### Task directions
Print the records below exactly as they appear.

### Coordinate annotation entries
* * *
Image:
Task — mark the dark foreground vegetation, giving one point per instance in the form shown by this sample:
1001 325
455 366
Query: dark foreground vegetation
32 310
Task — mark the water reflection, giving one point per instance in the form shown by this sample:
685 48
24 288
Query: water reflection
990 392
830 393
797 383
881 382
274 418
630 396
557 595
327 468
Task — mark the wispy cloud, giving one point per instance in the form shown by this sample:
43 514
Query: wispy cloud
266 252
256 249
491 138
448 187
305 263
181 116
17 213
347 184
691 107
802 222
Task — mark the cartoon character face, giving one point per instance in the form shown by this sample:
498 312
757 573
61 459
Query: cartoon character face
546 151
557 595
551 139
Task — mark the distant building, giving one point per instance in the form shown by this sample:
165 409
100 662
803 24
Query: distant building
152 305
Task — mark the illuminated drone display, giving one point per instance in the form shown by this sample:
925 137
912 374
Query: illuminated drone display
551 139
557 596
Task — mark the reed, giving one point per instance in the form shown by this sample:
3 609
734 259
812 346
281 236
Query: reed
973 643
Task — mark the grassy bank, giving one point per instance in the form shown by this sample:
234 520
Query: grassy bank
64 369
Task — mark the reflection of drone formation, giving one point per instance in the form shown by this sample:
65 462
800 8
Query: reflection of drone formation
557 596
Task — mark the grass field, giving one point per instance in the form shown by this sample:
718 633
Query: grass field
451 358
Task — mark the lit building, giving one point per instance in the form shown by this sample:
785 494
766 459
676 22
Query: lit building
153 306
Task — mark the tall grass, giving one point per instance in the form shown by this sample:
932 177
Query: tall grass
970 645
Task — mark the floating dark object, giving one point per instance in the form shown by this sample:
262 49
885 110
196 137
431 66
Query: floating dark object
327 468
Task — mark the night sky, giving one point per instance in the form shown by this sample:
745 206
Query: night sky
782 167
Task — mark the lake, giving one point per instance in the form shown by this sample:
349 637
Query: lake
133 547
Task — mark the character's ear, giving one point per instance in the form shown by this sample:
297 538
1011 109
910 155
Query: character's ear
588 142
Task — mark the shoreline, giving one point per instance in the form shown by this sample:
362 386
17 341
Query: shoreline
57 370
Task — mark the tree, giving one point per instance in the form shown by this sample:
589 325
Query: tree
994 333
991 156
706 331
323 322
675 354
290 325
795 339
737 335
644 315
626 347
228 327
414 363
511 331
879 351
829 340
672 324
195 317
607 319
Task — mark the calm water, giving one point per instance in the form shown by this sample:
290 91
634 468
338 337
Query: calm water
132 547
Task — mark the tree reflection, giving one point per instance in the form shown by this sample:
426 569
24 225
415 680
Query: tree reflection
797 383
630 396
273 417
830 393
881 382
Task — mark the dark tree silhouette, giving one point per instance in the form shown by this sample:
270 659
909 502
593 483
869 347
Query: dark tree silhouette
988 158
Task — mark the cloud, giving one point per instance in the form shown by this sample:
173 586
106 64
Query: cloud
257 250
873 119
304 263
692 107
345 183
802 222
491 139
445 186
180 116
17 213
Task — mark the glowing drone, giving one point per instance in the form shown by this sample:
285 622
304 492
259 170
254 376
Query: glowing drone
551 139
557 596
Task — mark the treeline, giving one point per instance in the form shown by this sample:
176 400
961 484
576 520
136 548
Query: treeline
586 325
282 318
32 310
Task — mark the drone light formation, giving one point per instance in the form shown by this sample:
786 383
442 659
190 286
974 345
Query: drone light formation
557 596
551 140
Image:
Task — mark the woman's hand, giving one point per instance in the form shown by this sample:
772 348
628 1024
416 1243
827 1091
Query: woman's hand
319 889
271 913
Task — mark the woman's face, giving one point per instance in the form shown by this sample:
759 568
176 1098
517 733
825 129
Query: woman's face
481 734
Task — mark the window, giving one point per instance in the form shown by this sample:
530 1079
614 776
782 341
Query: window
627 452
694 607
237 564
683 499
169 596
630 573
* * *
### The result
Image:
Task — mark the dark foreground vegetation, giving one point per instance in the form shown by this sample:
1001 325
455 366
Query: dark foreground vegetation
32 310
Task — mark the water reflection, giving one point per instance in the form shown by this sample:
685 48
24 288
Query: water reflection
990 392
830 393
797 383
881 382
274 418
630 396
557 595
327 468
Task — mark the wispy cloud, giving one point per instance in the form shown by this sample:
43 514
Query: wispy cloud
266 252
256 249
491 138
448 187
305 263
181 116
17 213
347 184
691 107
802 222
Task — mark the cartoon character face, giving one point per instance in the form shown by this sample:
498 312
757 573
61 459
Query: cartoon character face
546 151
557 595
551 139
Task — mark the distant building, giving one point per instance in the form shown by this sample:
165 409
100 662
803 24
Query: distant building
152 305
Task — mark the illuminated drone display, giving one point per instance in the form shown by this sample:
925 137
912 374
Query: illuminated drone display
551 139
557 596
Task — mark the reed, giving one point per instance in the form shown by this sample:
3 609
734 259
812 346
281 236
Query: reed
973 643
Task — mark the grassy bank, giving one point per instance in the form shown by this sample:
234 520
Query: grassy bank
64 369
Task — mark the reflection of drone formation, giving one point per instance in the form shown by this sample:
65 462
800 8
Query: reflection of drone formation
557 596
Task — mark the grass field, giving one point per instance in the form shown by this sample:
718 633
Query: grass field
451 358
Task — mark the lit building, giving one point per instance in the form shown by this sample:
785 494
766 459
676 22
Query: lit building
153 306
Task — mark the tall grass, giving one point per instance in the form shown by this sample:
932 177
Query: tall grass
970 645
Task — mark the floating dark object, giving one point per instance in the form shown by this sample:
262 49
885 110
196 137
431 66
Query: floating dark object
327 468
Task — mark the night sky, giving one point per instance in the form shown by this sample:
745 206
Query: night sky
782 167
Task — mark the lake, giving one point per instance in the form shown by this sample:
349 637
Query: lake
133 547
Task — mark the character's ear, giving one point per instance in the form shown by this sample:
297 538
1011 109
910 155
Query: character's ear
588 142
Task — mark the shoreline, giving one point per instance in the form shown by this sample:
362 386
17 341
Query: shoreline
57 370
Task — mark the tree, giving one point per instance in the form shown by this sample:
589 325
Query: tree
994 333
991 156
706 331
323 322
675 354
290 325
795 339
737 335
644 315
626 347
228 327
414 363
511 331
879 351
829 340
672 324
195 317
607 319
Task — mark the calm water, giving one point per instance in the form shown by this sample:
290 91
634 468
338 337
Query: calm water
132 547
Task — mark the tree reflection, giving one point per instance in the form shown by this sample:
426 569
24 225
415 680
Query: tree reflection
797 383
630 396
273 417
830 393
881 382
Task — mark the dark tree silhouette, giving one point per instance in the form shown by this sample:
270 659
909 502
593 483
869 347
Query: dark tree silhouette
988 158
Task — mark the cloud, giving one point per instance in the form shown by this sample:
173 586
106 64
Query: cloud
257 250
873 119
304 263
692 107
345 183
802 222
491 139
445 186
180 116
17 213
Task — mark the glowing drone, giving one point per instance in the form shown by this sample:
285 622
304 492
259 170
254 376
Query: glowing drone
551 139
557 596
Task — mark the treeline, giving one point per instance in the form shown by this sample:
176 400
961 484
576 520
136 548
Query: treeline
586 325
282 318
32 310
Task — mark the drone light formation, giving one point per instance in the form shown by this sample:
786 383
442 659
190 286
974 345
Query: drone light formation
557 596
551 140
Image:
Task — mark the woman's hand, giving one point per instance in the form shown by this sample:
772 348
628 1024
416 1243
827 1091
Query: woman's hand
319 889
271 913
Task — mark the woman's face, giving one point per instance in the form shown by this sample:
759 568
176 1098
517 733
825 129
Query: woman's face
481 734
Task — mark the window, giving one point per instance in the form shown by this sample:
530 1079
614 776
782 341
Query: window
627 452
694 607
237 564
683 499
169 596
630 573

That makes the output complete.